THE PROBLEM.
Quote the lines from the line holding "red hood, imagine" to the very end of the listing, exactly, and no others.

════

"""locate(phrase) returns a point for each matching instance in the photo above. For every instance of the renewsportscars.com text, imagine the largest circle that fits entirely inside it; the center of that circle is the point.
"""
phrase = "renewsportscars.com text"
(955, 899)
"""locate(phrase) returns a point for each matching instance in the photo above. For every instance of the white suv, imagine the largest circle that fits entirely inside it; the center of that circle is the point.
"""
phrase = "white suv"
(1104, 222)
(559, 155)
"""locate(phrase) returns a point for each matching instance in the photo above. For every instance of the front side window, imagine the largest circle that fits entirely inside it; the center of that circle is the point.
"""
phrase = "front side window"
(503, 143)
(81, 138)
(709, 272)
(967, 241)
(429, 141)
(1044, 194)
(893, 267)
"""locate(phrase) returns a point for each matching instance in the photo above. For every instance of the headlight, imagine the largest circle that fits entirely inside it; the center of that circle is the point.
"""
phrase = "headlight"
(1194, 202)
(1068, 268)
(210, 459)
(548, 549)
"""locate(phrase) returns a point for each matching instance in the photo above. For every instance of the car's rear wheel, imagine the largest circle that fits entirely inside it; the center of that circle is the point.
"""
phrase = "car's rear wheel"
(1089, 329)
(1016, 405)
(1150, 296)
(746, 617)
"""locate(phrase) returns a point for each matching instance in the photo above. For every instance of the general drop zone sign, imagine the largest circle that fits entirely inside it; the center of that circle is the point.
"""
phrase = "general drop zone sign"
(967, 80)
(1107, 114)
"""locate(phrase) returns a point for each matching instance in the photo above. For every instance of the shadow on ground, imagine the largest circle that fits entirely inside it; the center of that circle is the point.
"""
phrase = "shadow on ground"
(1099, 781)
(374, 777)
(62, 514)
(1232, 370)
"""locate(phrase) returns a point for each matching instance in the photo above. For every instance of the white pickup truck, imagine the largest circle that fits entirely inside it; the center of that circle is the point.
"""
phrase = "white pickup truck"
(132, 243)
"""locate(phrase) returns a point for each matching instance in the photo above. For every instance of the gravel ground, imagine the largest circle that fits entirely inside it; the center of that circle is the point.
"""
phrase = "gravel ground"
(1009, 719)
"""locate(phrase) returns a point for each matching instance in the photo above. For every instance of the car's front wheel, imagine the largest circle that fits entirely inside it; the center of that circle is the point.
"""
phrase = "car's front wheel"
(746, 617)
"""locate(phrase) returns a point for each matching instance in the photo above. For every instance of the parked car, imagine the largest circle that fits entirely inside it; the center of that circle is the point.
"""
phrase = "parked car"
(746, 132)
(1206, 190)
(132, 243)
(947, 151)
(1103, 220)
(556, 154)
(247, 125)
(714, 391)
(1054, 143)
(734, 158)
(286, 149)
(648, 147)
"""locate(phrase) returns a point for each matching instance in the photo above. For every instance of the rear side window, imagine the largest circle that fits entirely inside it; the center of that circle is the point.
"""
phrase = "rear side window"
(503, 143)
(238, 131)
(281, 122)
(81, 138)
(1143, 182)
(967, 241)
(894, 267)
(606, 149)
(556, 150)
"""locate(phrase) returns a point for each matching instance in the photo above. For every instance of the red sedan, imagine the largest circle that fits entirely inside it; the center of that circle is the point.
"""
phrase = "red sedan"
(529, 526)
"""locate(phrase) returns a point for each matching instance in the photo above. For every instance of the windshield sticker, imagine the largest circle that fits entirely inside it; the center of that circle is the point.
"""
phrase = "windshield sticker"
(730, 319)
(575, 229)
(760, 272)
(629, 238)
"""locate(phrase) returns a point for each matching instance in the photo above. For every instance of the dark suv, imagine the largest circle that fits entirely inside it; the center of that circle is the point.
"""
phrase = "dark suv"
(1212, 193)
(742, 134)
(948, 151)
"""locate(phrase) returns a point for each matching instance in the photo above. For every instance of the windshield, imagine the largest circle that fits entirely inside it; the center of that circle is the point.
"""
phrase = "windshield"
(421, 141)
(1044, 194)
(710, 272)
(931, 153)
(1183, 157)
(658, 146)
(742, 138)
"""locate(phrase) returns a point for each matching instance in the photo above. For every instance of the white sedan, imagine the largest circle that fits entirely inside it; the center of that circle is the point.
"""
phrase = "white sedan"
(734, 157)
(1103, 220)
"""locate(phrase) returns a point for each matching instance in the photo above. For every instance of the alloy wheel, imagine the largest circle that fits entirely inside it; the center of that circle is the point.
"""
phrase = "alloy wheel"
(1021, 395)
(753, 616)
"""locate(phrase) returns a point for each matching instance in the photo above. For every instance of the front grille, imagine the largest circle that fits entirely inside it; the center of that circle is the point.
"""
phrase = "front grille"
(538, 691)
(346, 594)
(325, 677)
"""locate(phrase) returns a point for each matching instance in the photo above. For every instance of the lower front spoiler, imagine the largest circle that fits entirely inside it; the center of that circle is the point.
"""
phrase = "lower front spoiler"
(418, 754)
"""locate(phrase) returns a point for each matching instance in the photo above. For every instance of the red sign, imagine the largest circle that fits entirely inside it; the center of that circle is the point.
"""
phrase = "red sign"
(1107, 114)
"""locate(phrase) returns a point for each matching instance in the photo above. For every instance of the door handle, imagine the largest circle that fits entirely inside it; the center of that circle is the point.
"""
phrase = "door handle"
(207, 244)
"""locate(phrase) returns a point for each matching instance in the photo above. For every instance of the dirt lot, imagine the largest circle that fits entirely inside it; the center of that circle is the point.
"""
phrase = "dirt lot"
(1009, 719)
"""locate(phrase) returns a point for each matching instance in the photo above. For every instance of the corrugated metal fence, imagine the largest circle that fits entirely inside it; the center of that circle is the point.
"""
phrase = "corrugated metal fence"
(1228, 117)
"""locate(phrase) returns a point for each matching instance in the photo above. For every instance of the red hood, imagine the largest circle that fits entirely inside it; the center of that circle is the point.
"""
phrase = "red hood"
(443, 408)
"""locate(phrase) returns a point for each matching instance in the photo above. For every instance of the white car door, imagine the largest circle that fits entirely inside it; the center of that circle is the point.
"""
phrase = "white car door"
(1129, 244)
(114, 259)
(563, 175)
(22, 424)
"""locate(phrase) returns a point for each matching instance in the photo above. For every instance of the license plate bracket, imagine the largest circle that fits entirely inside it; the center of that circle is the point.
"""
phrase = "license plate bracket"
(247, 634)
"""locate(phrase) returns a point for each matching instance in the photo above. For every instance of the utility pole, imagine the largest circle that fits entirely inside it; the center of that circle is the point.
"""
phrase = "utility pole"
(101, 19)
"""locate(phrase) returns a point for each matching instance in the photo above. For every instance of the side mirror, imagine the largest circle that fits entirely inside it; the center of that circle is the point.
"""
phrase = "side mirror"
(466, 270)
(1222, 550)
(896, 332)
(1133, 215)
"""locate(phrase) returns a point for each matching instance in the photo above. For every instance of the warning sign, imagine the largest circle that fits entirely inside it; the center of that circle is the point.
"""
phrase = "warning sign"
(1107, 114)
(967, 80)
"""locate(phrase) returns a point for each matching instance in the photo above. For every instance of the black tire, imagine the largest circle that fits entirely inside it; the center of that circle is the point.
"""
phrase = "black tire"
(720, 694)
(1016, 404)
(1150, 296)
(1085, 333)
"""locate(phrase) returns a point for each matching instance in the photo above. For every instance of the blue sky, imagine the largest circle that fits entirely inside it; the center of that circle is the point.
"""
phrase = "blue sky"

════

REPLY.
"""locate(phrase) returns a point for each matching instance in the photo above. For every instance of the red hood, imagine the largest circle that fits entirely inside it; the center of that circle is the point.
"""
phrase = "red hood"
(443, 408)
"""locate(phrase) returns a point for each matching instance in the photo above. For every instance of the white car door, imagine the largest circle that fits entirely inside it; the center of that circle is the point.
"""
phrase = "white car door"
(1129, 244)
(114, 259)
(563, 175)
(22, 424)
"""locate(phrase) returns a point for each matching instance in the photo above. For every instance of the license plate bracket, imagine the largest circle that fits entirely inside it; the center of that circle is the point.
"""
phrase = "license plate bracket"
(247, 634)
"""locate(phrase) returns a point for each matching instance in the photo above. For every instance of the utility pole, imagine the largest circle that fits entirely inside it; the center of that circle is the point.
"""
phrase = "utility pole"
(101, 19)
"""locate(phrase) returns a point for each matching instance in the photo above. For every instance of the side mirror, imagine the largest circle that fits entirely inside it; the center of that circle is the point.
"""
phrase = "side mirror"
(466, 270)
(1222, 550)
(896, 332)
(1133, 215)
"""locate(phrase) returns a point for each matching instance in the photo above. For every instance of the warning sign, imagine the largest circle that fits entirely inside it; the center of that circle is the point.
"""
phrase = "warning sign"
(1107, 114)
(967, 80)
"""locate(phrase) returns a point for each matching instance in the photo above. For every instance of the black tire, imagine the largest circle that fits entirely inside it; the center of that circle is the point.
"""
phrase = "black tire"
(720, 694)
(1016, 404)
(1150, 296)
(1085, 333)
"""locate(phrase) returns a point for each matching instance in the photo above. For every instance of the blue sky, imagine the largest circle that fits entirely inside it; the center of that circle is the point.
"""
phrase = "blue sky"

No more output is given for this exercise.